An exact copy of all the data below is needed, without its pictures.
◆ ◆ ◆ ◆ ◆ ◆ ◆
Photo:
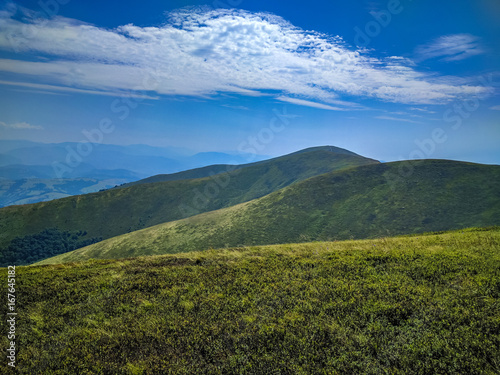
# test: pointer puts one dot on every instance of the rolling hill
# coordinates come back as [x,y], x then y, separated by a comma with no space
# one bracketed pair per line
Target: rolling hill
◆ ◆ ◆ ◆ ◆ ◆ ◆
# RESPONSE
Photo:
# test: pointer puts one dot on every instance of the rolling hill
# coordinates come back as [x,y], x then y, separated by a comma with no space
# one bracketed pair per line
Target: rolling hill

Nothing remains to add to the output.